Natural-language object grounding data
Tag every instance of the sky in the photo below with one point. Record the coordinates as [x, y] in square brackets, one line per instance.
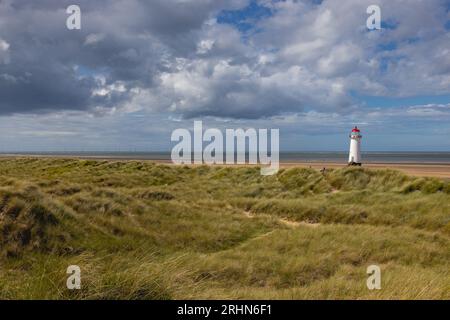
[137, 70]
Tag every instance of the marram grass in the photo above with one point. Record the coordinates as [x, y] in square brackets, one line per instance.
[140, 230]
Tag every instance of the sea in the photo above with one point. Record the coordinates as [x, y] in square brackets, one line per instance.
[286, 157]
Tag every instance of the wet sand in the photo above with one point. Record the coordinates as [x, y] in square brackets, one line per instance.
[439, 170]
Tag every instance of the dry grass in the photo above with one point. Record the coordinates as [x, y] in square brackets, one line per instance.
[146, 231]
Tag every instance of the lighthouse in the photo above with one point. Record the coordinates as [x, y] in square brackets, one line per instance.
[354, 157]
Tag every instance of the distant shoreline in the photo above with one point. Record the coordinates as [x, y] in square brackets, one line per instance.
[420, 169]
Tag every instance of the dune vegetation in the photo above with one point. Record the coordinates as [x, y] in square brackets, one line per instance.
[140, 230]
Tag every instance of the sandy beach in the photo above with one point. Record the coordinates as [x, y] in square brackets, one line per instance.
[438, 170]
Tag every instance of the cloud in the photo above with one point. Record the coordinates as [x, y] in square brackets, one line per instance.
[178, 57]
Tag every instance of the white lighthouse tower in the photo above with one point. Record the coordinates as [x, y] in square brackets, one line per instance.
[354, 157]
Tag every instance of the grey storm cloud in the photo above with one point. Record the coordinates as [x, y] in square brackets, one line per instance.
[173, 56]
[46, 67]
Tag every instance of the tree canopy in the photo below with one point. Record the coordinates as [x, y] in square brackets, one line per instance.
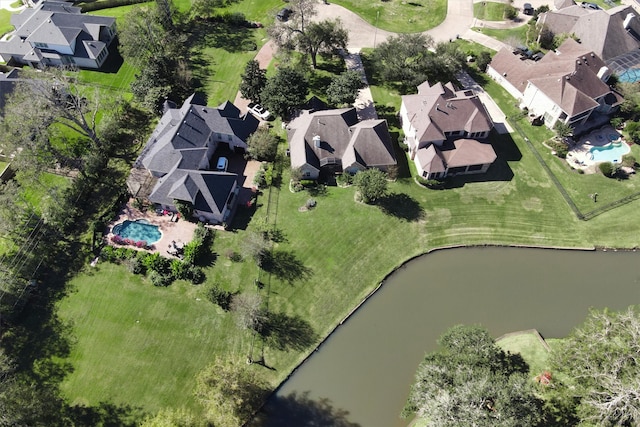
[372, 184]
[254, 80]
[602, 359]
[470, 381]
[405, 61]
[230, 392]
[285, 91]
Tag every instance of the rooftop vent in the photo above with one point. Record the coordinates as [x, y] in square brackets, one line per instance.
[627, 20]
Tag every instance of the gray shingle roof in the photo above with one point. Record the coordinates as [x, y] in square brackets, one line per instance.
[190, 128]
[57, 23]
[342, 137]
[600, 31]
[569, 77]
[438, 109]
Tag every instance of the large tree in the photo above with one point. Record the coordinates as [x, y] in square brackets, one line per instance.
[602, 357]
[327, 36]
[371, 184]
[160, 53]
[254, 80]
[51, 119]
[285, 91]
[470, 381]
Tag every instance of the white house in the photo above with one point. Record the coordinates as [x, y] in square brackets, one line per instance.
[568, 85]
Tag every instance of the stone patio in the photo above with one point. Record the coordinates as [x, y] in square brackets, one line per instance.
[180, 231]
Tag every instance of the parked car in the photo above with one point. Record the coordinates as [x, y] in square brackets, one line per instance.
[590, 5]
[222, 165]
[538, 56]
[284, 14]
[259, 111]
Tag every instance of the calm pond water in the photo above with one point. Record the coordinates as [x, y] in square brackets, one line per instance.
[362, 373]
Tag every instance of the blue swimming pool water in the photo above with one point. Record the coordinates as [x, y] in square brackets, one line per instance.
[139, 230]
[609, 153]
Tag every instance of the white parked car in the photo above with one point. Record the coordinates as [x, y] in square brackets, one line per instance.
[259, 111]
[222, 165]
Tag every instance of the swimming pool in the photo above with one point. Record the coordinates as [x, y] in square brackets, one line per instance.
[611, 152]
[139, 231]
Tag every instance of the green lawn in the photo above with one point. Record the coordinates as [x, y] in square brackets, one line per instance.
[530, 348]
[399, 16]
[138, 344]
[513, 36]
[5, 22]
[489, 11]
[348, 247]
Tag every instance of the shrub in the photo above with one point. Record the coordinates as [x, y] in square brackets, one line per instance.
[135, 266]
[617, 122]
[196, 274]
[234, 256]
[179, 269]
[433, 184]
[156, 262]
[607, 169]
[629, 161]
[560, 148]
[344, 179]
[107, 253]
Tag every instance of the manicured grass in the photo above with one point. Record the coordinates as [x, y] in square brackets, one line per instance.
[399, 16]
[489, 11]
[139, 345]
[530, 348]
[5, 22]
[347, 247]
[36, 191]
[514, 36]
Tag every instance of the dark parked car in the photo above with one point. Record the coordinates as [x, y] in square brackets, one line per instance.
[590, 5]
[284, 14]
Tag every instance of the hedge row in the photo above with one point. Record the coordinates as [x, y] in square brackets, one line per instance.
[106, 4]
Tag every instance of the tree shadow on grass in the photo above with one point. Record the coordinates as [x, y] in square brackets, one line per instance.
[106, 414]
[401, 206]
[285, 266]
[302, 411]
[285, 332]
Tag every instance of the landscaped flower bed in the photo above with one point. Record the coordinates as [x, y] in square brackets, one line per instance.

TO DO:
Transcribe each entry precisely as given, leaving the pictures out.

EXERCISE RESULT:
Tag every instance of the sky in the photo below with one point. Record the coordinates as [x, y] in square brackets, one line per instance.
[137, 70]
Tag every instance of the marram grass in the photo above with one point. Record the coordinates as [x, y] in square brackets, one line per instance.
[140, 230]
Tag every instance of the sea in the photo above with one point. Record the coordinates as [x, y] in square brackets, one line per instance.
[286, 157]
Tag every instance of the wet sand in the photo above with one point. Record the coordinates as [x, y] in square brackets, one line per instance.
[439, 170]
Tag every instance of the dry grass in the photo above with one point. Record the coordinates as [x, y] in square brackets, one line per instance.
[146, 231]
Tag every instance of the lighthouse in the photo above with one point. Record the coordinates as [x, y] in square brackets, one line per instance.
[354, 157]
Tag every instance of the distant shoreline in the photo above with one point. Record the coordinates as [x, y] in square brackets, one line per instance.
[420, 169]
Tag every instance of the dune vegetation in the photo above with one point. Record the coordinates as [x, y] in square brackets, one line per instance.
[140, 230]
Tag every instance of the sandy beach in the photo above with one point. Record the coordinates as [x, y] in square brackets, one line per instance.
[438, 170]
Tag every instance of the cloud in the photo above with one point. Record the coordinates as [x, y] in square brackets, one line per instance.
[178, 57]
Tag every instance of the white lighthouse tower in the photo above with one point. Record the coordinates as [x, y] in square brackets, one line per instance.
[354, 157]
Tag every instance of the grey storm cloud in the photo above with one point. Record the coordinates as [x, y] in square brackets, one line per instance.
[173, 56]
[46, 67]
Tag every instance of the tree canopy in the photo below with one point. Record the coordinates as [x, y] in square brackets, one line per instance.
[372, 184]
[254, 80]
[602, 359]
[470, 381]
[405, 61]
[230, 392]
[285, 91]
Tag every instance of the rooftop vent in the photo above with one point. Record the coordinates as [x, y] in square brackets, one line per instance.
[627, 20]
Tag every instance of the gray shingle roof in the photo above with one point. Record the coordinates as [x, y] in square brackets, one line per instance.
[190, 128]
[57, 23]
[342, 137]
[600, 31]
[569, 77]
[438, 109]
Tag every instance of the large tree in the photo above with one point. Record the coordinates as [x, y] in square brackets, one line per instance.
[602, 357]
[327, 36]
[371, 184]
[160, 53]
[254, 80]
[51, 119]
[285, 91]
[470, 381]
Tag every instance of the white house in the photo above with one point. Record the coordinates as [x, y] in square brackets, one line per instance.
[568, 85]
Tag every instance of the stone patio in the photo above with one point. Record the coordinates as [x, y] in square brackets, one line per instance.
[180, 231]
Tag every instance of the parked car in the photo above with one point. Record the coordinates as [x, y] in square brackets, one line per instance.
[590, 5]
[222, 165]
[538, 56]
[284, 14]
[259, 111]
Tag every instance of the calm pond water in the photo above with one point. Record the coordinates as [x, y] in square brackets, one line per instance.
[362, 373]
Tag every instance of the blue swimming pool water in the photo above with one point. Record the coordinates as [x, y] in square brackets, one line per instance.
[139, 230]
[609, 153]
Tag every instance of the white parked car in the photo above with one point. Record the coordinates as [x, y] in square brackets, one line per instance.
[259, 111]
[222, 165]
Tag every instance of the swimming pool in the photo above with one point. Record the coordinates as [x, y] in square brackets, one line per instance.
[611, 152]
[139, 231]
Tag every instance of the green lawn in the photo above with one point. Record the coordinates as [x, y] in square brackets, one line per instance.
[530, 348]
[399, 16]
[138, 344]
[513, 36]
[5, 22]
[489, 11]
[348, 247]
Tag every instance of the shrub in the photo above with one point. Record the coordinates as [x, y] in square brackets, one line per instance.
[135, 266]
[617, 122]
[196, 274]
[234, 256]
[179, 269]
[433, 184]
[156, 262]
[607, 169]
[629, 161]
[560, 148]
[344, 179]
[107, 253]
Tag every instance of the manicured grass in the photo above with one point. Record the coordinates as [x, y] in square brackets, one line per instance.
[399, 16]
[489, 11]
[139, 345]
[530, 348]
[5, 22]
[347, 247]
[36, 191]
[514, 36]
Tag every instance of the dark parked car in the photo above with one point. Record the coordinates as [x, y] in square brackets, one line per instance.
[590, 5]
[284, 14]
Tag every instance of the hedge row in the photo above with one point. Record the coordinates as [x, y] in square brackets, one line per instance.
[106, 4]
Tag every instance of the tree shadow on grass in the photo above with one point. Record the coordinates as [x, y] in square brackets, one line per instance.
[106, 414]
[401, 206]
[285, 266]
[302, 411]
[285, 332]
Tag every instance of the landscaped flower bed in the photo above with one point. Record the coordinates as [x, y] in square brackets, one line per instance.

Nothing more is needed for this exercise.